■ What you have to do ■
Echo back each of the following lines verbatim, without any changes.

■ Material for the task ■

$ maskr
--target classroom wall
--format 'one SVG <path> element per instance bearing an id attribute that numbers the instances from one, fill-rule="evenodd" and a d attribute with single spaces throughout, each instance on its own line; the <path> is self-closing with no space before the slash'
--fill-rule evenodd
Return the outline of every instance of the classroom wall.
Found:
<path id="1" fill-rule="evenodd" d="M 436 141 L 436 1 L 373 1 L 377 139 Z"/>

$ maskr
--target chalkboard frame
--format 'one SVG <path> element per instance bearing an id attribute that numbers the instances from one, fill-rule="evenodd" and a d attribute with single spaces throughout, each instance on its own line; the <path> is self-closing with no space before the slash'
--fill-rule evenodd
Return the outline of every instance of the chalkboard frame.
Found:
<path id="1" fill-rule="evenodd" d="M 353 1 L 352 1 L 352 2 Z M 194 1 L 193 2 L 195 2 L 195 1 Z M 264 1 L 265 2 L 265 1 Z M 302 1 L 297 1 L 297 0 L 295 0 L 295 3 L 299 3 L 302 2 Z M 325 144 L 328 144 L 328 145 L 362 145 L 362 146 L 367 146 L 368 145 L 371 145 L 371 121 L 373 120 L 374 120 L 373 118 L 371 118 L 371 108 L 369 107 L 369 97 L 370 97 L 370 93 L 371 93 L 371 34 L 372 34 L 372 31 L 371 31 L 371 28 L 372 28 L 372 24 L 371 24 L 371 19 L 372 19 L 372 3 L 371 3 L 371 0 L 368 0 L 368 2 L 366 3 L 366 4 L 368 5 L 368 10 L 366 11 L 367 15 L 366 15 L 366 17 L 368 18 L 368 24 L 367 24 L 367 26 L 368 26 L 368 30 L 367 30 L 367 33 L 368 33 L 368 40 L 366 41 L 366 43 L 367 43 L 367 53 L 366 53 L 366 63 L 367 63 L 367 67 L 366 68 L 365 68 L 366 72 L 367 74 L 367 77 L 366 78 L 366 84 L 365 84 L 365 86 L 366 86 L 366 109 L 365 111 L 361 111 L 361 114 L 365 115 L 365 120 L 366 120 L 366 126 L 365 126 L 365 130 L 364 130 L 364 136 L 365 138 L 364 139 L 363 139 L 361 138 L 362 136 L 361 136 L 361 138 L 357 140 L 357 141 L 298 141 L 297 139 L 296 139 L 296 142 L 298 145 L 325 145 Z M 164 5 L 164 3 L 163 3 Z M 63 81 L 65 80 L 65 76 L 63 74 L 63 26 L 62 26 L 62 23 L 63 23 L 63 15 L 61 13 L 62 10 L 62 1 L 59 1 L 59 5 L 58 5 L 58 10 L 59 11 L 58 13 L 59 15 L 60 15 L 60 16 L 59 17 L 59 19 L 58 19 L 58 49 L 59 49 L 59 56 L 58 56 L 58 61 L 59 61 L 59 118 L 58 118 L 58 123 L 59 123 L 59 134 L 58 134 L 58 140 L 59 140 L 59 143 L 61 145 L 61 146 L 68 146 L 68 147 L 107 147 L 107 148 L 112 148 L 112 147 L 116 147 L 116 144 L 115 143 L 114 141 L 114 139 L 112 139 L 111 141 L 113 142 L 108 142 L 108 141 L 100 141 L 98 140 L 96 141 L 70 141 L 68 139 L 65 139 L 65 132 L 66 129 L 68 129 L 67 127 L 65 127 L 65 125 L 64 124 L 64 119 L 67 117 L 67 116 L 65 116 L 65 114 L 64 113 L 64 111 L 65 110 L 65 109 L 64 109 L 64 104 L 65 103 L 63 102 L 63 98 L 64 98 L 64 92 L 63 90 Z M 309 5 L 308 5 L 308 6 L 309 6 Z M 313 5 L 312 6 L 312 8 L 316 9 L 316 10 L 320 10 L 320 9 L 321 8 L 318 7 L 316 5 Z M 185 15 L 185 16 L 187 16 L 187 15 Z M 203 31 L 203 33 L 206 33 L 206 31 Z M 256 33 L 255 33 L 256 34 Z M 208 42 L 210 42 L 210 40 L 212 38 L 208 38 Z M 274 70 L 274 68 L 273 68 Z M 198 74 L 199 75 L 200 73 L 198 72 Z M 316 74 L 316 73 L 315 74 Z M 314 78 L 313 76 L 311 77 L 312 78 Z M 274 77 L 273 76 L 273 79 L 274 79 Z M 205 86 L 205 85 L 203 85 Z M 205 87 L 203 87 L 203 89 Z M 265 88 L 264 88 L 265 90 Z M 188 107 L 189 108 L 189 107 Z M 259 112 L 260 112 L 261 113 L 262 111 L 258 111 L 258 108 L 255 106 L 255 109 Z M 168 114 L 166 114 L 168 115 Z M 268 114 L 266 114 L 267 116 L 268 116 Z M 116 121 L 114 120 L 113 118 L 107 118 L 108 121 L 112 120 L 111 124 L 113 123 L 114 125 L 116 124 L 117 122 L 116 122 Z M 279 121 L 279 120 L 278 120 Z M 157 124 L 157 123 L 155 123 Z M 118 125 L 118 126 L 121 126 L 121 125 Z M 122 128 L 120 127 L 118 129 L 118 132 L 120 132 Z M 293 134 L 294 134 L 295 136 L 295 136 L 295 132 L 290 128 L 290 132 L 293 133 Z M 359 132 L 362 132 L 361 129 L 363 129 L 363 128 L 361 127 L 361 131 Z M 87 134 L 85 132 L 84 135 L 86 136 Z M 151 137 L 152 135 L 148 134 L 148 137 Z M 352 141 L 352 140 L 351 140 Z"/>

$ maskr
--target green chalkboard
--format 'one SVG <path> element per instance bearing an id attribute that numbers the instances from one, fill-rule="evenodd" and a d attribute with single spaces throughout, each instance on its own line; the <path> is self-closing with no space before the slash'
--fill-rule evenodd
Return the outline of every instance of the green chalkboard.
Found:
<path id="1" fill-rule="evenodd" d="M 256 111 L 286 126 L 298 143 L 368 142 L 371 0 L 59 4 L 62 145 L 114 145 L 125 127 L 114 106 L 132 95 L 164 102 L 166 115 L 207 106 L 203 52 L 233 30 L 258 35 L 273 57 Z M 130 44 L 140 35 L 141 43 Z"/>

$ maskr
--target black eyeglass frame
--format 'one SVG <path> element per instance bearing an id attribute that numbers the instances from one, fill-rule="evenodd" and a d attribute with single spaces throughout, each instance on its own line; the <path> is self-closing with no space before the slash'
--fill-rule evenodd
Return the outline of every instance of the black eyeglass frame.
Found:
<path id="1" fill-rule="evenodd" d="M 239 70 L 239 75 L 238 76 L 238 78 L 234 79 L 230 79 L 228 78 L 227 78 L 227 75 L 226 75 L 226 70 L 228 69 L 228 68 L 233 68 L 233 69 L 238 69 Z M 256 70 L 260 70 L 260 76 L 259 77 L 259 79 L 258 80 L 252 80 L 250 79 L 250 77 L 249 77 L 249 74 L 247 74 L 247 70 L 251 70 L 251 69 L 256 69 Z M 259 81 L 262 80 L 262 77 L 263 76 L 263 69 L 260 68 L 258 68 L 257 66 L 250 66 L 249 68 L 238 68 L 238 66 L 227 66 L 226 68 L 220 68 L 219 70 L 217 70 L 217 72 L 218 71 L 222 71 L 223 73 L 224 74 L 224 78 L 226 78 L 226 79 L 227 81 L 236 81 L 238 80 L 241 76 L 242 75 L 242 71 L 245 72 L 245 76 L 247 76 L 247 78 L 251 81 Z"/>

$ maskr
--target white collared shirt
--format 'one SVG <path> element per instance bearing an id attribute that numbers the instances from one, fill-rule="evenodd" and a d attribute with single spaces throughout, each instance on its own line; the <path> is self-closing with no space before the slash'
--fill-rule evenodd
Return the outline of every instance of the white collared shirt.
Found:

■ The result ■
$ maskr
--target classroom wall
--format 'one SVG <path> element per instance bearing an id attribute that numbers the instances from one, fill-rule="evenodd" and a d attribute with single spaces throughout, each instance on its own line; the <path> is self-closing with no space before the slash'
--fill-rule evenodd
Return the outline of every instance of the classroom wall.
Found:
<path id="1" fill-rule="evenodd" d="M 436 141 L 436 1 L 373 1 L 377 139 Z"/>

$ maskr
--target chalkboard frame
--format 'one SVG <path> element per instance bearing an id attribute that numbers the instances from one, fill-rule="evenodd" and a d attribute with single spaces throughout, each instance on its own line; the <path> is self-closing with no space before the slash'
--fill-rule evenodd
Return the outline of every instance of the chalkboard frame.
Found:
<path id="1" fill-rule="evenodd" d="M 353 1 L 352 1 L 352 2 Z M 194 1 L 193 2 L 195 2 L 195 1 Z M 264 1 L 265 2 L 265 1 Z M 302 1 L 297 1 L 297 0 L 295 0 L 295 3 L 299 3 L 302 2 Z M 325 144 L 328 144 L 328 145 L 362 145 L 362 146 L 367 146 L 368 145 L 371 145 L 371 121 L 373 120 L 374 120 L 373 118 L 371 118 L 371 108 L 369 107 L 369 97 L 370 97 L 370 93 L 371 93 L 371 34 L 372 34 L 372 31 L 371 31 L 371 28 L 372 28 L 372 24 L 371 24 L 371 19 L 372 19 L 372 3 L 371 3 L 371 0 L 368 0 L 368 2 L 366 3 L 366 4 L 368 5 L 368 10 L 366 11 L 367 15 L 366 15 L 366 17 L 368 18 L 368 24 L 367 24 L 367 26 L 368 26 L 368 30 L 367 30 L 367 33 L 368 33 L 368 40 L 366 41 L 366 43 L 367 43 L 367 53 L 366 53 L 366 63 L 367 63 L 367 67 L 366 68 L 365 68 L 366 72 L 367 74 L 367 77 L 366 78 L 366 84 L 365 84 L 365 86 L 366 86 L 366 109 L 365 111 L 361 111 L 361 114 L 365 115 L 365 120 L 366 120 L 366 126 L 365 126 L 365 130 L 364 130 L 364 136 L 365 138 L 364 139 L 363 139 L 361 138 L 362 136 L 361 136 L 361 138 L 357 140 L 357 141 L 298 141 L 297 139 L 296 139 L 296 142 L 298 145 L 325 145 Z M 164 5 L 164 3 L 163 3 Z M 63 81 L 65 80 L 65 76 L 63 74 L 63 26 L 62 26 L 62 23 L 63 23 L 63 15 L 61 13 L 62 10 L 62 1 L 59 1 L 59 5 L 58 5 L 58 10 L 59 11 L 58 13 L 59 15 L 60 15 L 60 16 L 59 17 L 59 19 L 58 19 L 58 49 L 59 49 L 59 56 L 58 56 L 58 61 L 59 61 L 59 118 L 58 118 L 58 123 L 59 123 L 59 134 L 58 134 L 58 140 L 59 140 L 59 143 L 61 145 L 61 146 L 68 146 L 68 147 L 107 147 L 107 148 L 112 148 L 112 147 L 116 147 L 116 144 L 115 143 L 114 141 L 114 139 L 112 139 L 111 141 L 113 142 L 108 142 L 108 141 L 100 141 L 98 140 L 96 141 L 70 141 L 68 139 L 65 139 L 65 132 L 66 129 L 68 129 L 67 127 L 65 127 L 65 125 L 64 124 L 64 119 L 67 117 L 67 116 L 65 116 L 65 114 L 64 113 L 64 111 L 65 110 L 65 109 L 64 109 L 64 104 L 65 103 L 63 102 L 63 98 L 64 98 L 64 92 L 63 90 Z M 309 5 L 308 5 L 308 6 L 309 6 Z M 313 5 L 312 6 L 312 8 L 316 9 L 316 10 L 320 10 L 320 9 L 321 8 L 318 7 L 316 5 Z M 185 15 L 185 16 L 187 16 L 187 15 Z M 203 31 L 203 33 L 206 33 L 206 31 Z M 256 33 L 255 33 L 256 34 Z M 208 42 L 210 42 L 210 40 L 212 38 L 208 38 Z M 274 70 L 274 68 L 273 68 Z M 198 74 L 199 75 L 200 73 L 198 72 Z M 316 74 L 316 73 L 315 74 Z M 314 78 L 313 76 L 311 77 L 312 78 Z M 274 77 L 273 76 L 273 79 L 274 79 Z M 205 86 L 205 85 L 203 85 Z M 205 87 L 203 87 L 203 89 Z M 265 88 L 264 88 L 265 90 Z M 188 107 L 189 108 L 189 107 Z M 259 112 L 260 112 L 261 113 L 262 111 L 258 111 L 258 108 L 255 106 L 255 109 Z M 168 114 L 166 114 L 168 115 Z M 268 114 L 266 114 L 267 116 L 268 116 Z M 116 121 L 114 120 L 113 118 L 107 118 L 108 121 L 112 120 L 111 124 L 113 123 L 114 125 L 116 124 L 117 122 L 116 122 Z M 279 121 L 279 120 L 278 120 Z M 157 124 L 157 123 L 155 123 Z M 118 125 L 118 126 L 121 126 L 121 125 Z M 122 128 L 120 127 L 118 129 L 118 132 L 120 132 Z M 293 134 L 294 134 L 295 136 L 295 136 L 295 132 L 290 128 L 290 132 L 293 133 Z M 359 132 L 362 132 L 361 129 L 363 129 L 363 128 L 361 127 L 361 131 Z M 87 134 L 85 132 L 84 135 L 86 136 Z M 151 137 L 152 135 L 148 134 L 148 137 Z M 352 141 L 352 140 L 351 140 Z"/>

$ maskr
--target green chalkboard
--format 'one SVG <path> element per instance bearing an id attribute that numbers the instances from one, fill-rule="evenodd" and a d attribute with single spaces throughout, each instance on its own line; the <path> is self-closing with no space before the slash'
--fill-rule evenodd
Return the outline of every instance of the green chalkboard.
Found:
<path id="1" fill-rule="evenodd" d="M 256 111 L 286 126 L 298 143 L 368 142 L 371 0 L 59 4 L 62 145 L 114 145 L 125 127 L 114 106 L 132 95 L 164 102 L 166 115 L 207 106 L 203 52 L 233 30 L 258 35 L 273 57 Z M 130 44 L 140 35 L 141 43 Z"/>

$ maskr
--target black eyeglass frame
--format 'one SVG <path> element per instance bearing an id attribute that numbers the instances from one, fill-rule="evenodd" and a d attribute with single spaces throughout, each instance on its own line; the <path> is self-closing with no space before the slash'
--fill-rule evenodd
Return the outline of every instance of the black eyeglass frame.
Found:
<path id="1" fill-rule="evenodd" d="M 239 70 L 239 75 L 238 76 L 238 78 L 234 79 L 230 79 L 228 78 L 227 78 L 227 75 L 226 75 L 226 70 L 228 69 L 228 68 L 233 68 L 233 69 L 238 69 Z M 256 70 L 260 70 L 260 76 L 259 77 L 259 79 L 258 80 L 252 80 L 250 79 L 250 77 L 249 77 L 249 74 L 247 74 L 247 70 L 251 70 L 251 69 L 256 69 Z M 259 81 L 262 80 L 262 77 L 263 76 L 263 69 L 260 68 L 258 68 L 257 66 L 250 66 L 249 68 L 238 68 L 238 66 L 227 66 L 226 68 L 220 68 L 219 70 L 217 70 L 217 72 L 218 71 L 222 71 L 223 73 L 224 74 L 224 78 L 226 78 L 226 79 L 227 81 L 236 81 L 238 80 L 241 76 L 242 75 L 242 71 L 245 72 L 245 76 L 247 76 L 247 78 L 251 81 Z"/>

$ maskr
--target white collared shirt
--format 'one SVG <path> element per instance bearing an id attribute that numbers the instances from one, fill-rule="evenodd" and a d attribute with single spaces throughout, each instance on its own line; the <path> is self-closing with no space before the slash'
--fill-rule evenodd
Return the outline of every instance of the white collared shirt.
Found:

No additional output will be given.